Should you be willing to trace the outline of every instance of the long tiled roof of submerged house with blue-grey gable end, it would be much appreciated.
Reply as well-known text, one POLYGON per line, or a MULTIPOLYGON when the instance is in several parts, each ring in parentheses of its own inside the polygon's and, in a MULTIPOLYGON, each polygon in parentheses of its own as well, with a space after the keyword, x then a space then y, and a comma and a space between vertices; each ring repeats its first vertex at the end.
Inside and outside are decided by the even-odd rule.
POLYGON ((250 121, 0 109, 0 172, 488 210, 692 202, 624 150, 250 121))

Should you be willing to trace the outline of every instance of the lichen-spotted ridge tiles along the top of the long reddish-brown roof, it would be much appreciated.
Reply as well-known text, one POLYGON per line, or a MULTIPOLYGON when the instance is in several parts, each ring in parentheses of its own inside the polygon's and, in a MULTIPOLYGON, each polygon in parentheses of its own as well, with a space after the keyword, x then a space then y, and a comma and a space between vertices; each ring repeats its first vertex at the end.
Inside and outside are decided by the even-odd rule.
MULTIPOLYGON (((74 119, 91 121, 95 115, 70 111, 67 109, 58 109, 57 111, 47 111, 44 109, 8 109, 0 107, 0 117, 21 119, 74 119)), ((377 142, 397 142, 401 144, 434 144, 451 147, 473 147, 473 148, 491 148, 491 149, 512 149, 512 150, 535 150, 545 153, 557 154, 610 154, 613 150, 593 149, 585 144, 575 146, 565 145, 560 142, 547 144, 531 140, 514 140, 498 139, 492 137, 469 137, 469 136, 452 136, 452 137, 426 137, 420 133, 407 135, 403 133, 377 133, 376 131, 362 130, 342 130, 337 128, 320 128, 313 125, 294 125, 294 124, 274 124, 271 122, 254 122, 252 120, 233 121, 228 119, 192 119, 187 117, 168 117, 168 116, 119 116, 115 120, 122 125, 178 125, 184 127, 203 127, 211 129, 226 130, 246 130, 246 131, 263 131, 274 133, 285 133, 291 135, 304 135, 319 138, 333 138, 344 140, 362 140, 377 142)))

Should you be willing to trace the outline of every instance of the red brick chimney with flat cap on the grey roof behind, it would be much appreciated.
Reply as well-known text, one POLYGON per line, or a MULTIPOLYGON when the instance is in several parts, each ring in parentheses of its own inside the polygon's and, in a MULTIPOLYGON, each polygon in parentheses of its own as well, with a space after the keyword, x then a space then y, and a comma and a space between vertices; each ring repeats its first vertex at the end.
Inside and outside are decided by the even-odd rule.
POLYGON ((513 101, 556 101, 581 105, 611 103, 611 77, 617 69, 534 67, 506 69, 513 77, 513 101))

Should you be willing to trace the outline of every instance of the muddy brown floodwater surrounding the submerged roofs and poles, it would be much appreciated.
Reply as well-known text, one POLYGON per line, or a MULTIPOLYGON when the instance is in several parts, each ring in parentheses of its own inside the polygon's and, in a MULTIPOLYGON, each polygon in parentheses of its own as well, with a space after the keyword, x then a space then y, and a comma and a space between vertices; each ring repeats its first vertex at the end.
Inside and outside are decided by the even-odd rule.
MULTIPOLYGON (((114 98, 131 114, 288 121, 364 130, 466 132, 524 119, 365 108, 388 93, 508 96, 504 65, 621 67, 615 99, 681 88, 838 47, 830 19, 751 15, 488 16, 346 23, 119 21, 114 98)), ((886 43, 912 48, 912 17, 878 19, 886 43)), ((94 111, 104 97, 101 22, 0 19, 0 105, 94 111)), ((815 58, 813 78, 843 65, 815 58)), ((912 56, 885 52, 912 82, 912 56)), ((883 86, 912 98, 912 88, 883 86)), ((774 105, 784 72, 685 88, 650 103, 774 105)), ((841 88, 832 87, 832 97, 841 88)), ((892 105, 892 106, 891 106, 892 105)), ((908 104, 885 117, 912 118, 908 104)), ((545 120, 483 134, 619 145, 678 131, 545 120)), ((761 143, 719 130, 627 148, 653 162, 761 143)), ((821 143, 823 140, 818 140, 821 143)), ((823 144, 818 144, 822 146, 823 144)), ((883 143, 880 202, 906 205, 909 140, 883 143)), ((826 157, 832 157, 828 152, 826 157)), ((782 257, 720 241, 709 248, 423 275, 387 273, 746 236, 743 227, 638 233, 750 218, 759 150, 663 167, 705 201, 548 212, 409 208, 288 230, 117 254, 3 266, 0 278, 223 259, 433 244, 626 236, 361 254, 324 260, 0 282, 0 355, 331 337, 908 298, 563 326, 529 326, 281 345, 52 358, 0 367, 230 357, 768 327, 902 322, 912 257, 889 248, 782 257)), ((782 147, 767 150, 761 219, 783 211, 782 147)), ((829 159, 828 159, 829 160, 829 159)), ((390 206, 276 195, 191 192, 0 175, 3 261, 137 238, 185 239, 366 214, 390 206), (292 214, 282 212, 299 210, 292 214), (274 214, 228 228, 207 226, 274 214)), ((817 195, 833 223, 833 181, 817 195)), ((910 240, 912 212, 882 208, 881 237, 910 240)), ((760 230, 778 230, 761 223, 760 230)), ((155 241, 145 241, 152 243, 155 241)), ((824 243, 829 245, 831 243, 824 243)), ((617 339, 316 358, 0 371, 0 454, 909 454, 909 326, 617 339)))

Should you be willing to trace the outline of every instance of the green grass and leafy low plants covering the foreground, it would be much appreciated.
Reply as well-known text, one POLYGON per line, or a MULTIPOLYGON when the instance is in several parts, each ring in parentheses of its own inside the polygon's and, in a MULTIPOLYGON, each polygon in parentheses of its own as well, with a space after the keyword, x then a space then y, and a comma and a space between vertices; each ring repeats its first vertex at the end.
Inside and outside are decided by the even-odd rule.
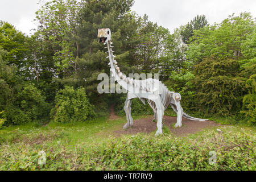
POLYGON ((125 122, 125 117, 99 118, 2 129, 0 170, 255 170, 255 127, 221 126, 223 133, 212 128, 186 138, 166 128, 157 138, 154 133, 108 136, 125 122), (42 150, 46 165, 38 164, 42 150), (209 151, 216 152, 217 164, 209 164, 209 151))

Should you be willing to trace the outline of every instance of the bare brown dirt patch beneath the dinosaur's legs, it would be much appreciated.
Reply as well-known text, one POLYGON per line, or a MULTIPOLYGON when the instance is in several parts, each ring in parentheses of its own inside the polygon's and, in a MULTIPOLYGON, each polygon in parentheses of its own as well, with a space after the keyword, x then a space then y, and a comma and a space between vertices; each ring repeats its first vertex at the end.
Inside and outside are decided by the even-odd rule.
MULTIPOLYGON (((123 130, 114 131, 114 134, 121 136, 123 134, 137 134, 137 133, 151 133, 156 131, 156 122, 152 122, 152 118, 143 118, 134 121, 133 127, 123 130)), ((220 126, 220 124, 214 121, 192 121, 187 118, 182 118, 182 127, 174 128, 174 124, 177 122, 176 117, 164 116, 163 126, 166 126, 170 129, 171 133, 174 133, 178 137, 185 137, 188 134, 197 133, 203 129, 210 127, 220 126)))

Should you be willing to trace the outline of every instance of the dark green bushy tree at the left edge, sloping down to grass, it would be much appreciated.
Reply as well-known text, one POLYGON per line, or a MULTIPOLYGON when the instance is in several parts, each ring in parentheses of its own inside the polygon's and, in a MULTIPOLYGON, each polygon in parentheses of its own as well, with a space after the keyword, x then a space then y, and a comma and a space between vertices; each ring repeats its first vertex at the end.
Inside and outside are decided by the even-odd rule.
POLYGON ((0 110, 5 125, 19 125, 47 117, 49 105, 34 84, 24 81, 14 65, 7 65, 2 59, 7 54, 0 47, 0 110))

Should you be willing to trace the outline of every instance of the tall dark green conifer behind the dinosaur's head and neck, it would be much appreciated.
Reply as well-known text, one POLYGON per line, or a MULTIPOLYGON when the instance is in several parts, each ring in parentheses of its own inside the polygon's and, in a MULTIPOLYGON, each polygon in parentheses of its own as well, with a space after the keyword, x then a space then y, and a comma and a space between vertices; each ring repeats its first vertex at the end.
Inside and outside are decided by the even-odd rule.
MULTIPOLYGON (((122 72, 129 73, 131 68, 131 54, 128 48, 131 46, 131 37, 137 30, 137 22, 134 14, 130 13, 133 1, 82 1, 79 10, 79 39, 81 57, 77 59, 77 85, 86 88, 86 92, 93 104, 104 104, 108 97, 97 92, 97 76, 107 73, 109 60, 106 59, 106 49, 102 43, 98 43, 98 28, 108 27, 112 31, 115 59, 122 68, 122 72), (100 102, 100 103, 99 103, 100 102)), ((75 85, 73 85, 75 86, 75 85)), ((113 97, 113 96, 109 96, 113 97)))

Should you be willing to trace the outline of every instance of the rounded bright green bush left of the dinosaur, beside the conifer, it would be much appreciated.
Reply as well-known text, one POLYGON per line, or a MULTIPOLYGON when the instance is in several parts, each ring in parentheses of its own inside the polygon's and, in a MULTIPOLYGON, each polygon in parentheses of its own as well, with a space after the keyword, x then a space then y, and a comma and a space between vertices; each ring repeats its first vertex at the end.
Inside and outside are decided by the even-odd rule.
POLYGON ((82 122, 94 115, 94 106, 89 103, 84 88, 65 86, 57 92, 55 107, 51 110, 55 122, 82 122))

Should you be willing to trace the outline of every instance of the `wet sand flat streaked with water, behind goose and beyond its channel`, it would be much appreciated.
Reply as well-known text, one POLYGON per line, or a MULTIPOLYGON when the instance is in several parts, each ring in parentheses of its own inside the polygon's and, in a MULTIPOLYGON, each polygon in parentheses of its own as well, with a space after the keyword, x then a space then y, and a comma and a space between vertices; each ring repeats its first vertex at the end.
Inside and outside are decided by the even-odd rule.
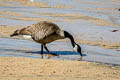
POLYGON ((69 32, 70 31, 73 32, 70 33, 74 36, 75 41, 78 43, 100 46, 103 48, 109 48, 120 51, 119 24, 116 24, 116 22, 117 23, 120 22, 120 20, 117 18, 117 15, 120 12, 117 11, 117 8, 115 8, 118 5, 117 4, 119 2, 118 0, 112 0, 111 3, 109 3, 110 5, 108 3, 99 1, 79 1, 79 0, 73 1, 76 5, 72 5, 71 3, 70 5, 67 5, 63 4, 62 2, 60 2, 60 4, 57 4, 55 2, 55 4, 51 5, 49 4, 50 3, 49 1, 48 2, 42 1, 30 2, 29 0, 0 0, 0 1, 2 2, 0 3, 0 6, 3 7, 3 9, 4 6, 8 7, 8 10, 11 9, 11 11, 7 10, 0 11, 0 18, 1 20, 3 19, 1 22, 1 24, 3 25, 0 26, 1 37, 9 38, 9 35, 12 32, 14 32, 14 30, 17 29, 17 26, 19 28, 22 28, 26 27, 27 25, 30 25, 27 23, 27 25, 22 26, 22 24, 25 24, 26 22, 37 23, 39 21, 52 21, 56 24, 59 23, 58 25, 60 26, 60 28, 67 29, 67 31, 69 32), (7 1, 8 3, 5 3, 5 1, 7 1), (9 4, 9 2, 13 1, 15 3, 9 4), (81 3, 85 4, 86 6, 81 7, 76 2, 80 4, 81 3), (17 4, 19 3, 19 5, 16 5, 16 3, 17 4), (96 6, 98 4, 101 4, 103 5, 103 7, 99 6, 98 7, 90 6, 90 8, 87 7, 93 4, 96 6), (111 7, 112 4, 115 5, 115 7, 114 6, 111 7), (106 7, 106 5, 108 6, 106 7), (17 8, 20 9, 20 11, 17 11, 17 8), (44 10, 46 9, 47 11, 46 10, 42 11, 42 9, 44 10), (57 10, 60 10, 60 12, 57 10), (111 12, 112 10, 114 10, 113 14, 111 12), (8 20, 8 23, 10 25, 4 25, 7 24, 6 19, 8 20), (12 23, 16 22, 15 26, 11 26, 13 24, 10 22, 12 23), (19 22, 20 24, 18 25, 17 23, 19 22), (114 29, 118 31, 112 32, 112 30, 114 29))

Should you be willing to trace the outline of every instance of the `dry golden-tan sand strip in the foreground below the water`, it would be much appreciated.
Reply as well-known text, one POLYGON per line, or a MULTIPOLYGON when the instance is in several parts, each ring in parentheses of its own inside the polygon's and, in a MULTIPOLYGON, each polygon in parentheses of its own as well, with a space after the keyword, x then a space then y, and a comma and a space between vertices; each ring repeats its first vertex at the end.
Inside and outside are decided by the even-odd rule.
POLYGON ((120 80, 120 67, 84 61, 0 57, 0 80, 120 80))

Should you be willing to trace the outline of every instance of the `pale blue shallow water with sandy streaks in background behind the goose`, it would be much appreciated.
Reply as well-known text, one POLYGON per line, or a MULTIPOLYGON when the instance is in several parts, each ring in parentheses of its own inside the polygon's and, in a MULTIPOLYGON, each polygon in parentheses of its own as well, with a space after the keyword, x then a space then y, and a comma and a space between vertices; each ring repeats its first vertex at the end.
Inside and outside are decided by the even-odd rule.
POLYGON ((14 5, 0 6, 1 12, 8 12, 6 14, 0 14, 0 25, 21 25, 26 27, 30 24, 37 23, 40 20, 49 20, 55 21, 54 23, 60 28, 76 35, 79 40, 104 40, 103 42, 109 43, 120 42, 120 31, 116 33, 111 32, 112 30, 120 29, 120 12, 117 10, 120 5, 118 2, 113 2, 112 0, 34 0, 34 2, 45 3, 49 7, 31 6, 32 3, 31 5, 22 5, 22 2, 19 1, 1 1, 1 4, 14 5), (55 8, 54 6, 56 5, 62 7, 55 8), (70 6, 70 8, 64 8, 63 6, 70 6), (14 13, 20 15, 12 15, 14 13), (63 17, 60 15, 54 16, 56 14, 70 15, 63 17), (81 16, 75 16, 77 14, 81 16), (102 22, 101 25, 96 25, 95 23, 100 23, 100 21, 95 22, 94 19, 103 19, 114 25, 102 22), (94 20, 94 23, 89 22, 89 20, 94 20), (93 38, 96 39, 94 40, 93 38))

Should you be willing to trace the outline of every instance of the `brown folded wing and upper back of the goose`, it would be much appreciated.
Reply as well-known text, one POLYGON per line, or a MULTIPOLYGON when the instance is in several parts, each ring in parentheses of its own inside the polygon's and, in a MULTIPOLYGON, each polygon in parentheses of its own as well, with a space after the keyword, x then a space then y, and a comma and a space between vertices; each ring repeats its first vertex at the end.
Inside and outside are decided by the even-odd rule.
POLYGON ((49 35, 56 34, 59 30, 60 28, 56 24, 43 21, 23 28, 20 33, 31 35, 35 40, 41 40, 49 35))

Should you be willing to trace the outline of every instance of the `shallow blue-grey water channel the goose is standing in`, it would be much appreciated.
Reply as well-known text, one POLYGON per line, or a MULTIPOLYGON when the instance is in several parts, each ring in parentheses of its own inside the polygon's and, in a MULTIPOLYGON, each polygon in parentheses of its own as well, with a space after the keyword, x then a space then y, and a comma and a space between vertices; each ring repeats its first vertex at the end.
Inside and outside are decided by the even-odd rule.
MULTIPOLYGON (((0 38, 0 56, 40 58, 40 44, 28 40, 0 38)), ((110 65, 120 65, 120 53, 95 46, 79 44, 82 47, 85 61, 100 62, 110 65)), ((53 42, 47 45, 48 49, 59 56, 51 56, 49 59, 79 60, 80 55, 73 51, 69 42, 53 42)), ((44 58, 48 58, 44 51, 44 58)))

- _Exercise_:
Figure out how many lines above include the string "submerged", then report that number and nothing else.

- _Solution for this task_:
2